» Instructions for the task
Retype the passage of the equine foot pain abstract starting at "Conclusions: Horses with" and ending at "negatively influence prognosis.", keeping every word and punctuation mark unchanged.

» Page excerpt
Reasons for performing study: Currently, there are limited data regarding the long-term outcome of horses with foot pain treated with corrective shoeing, rest and rehabilitation, and intrasynovial anti-inflammatory medication to target lesions detected with MRI.
Objective: To report the long-term (≥12 months) outcome of horses with foot lesions following medical therapy.
Hypotheses: 1) There is no association between clinical parameters considered and a poor response to therapy. 2) Horses with a deep digital flexor tendinopathy are less likely to respond to medical therapy than horses without a deep digital flexor tendinopathy.
Methods: The medical records of horses with foot pain subjected to MRI examination and medical therapy (2005–2007) were evaluated retrospectively. Data collected included history, signalment, occupation, duration and severity of lameness at the time of MRI, radiological and MRI abnormalities. Number of treatments, complications and long-term response to treatment were obtained by detailed telephone questionnaires. Association between clinical and MRI findings and long-term lameness were investigated.
Results: Frequent abnormal structures included the navicular bone, the deep digital flexor tendon, the navicular bursa and the distal interphalangeal joint. Thirty-four of 56 horses (60.7%) failed to return to previous level of exercise due to persistent or recurrent lameness or owners' decision to decrease the horse's athletic level; however, 11 horses (32.3%) were being used for light riding. Prognosis for horses with concurrent deep digital flexor tendon, navicular bone and navicular bursa lesions was worse than horses with individual lesions. Deep digital flexor tendinopathy was strongly associated with persistent or recurrent lameness.
Conclusions: Horses with multiple foot lesions managed with conservative therapy have a guarded prognosis for long-term soundness. Deep digital flexor tendinopathies negatively influence prognosis.

» Provided data
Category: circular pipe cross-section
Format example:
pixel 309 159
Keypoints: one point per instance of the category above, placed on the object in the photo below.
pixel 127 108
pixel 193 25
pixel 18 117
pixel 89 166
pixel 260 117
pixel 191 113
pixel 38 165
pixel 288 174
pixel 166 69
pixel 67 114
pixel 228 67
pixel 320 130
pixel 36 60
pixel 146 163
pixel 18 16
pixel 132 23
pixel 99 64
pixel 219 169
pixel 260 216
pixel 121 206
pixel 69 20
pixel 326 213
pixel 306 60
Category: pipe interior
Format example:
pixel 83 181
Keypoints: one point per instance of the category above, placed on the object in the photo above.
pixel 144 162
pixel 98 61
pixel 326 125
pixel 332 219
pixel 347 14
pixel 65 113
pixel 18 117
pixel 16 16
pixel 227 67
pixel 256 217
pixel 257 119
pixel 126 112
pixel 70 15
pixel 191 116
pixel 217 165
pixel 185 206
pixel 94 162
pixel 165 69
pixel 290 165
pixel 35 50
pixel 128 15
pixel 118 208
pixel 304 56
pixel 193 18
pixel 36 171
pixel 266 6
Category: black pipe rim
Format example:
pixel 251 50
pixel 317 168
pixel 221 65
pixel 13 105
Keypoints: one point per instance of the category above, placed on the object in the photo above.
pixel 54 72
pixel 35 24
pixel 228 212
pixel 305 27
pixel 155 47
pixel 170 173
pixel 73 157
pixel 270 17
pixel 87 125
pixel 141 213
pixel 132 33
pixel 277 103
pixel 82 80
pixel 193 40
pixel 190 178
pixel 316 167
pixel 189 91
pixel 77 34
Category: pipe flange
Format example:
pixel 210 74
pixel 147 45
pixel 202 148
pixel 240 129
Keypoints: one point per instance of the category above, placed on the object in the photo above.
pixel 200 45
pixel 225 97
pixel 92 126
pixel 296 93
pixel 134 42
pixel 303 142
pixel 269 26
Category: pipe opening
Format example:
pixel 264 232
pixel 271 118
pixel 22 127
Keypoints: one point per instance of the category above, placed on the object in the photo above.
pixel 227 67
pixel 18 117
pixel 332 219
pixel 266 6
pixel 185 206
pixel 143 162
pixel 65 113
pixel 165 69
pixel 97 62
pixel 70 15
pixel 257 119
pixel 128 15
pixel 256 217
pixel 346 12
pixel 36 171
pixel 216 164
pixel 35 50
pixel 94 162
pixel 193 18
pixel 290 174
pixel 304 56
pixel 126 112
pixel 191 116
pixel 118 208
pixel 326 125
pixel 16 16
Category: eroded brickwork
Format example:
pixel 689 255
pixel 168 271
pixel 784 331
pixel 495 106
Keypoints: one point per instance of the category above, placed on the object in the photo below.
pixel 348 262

» Response to this task
Conclusions: Horses with multiple foot lesions managed with conservative therapy have a guarded prognosis for long-term soundness. Deep digital flexor tendinopathies negatively influence prognosis.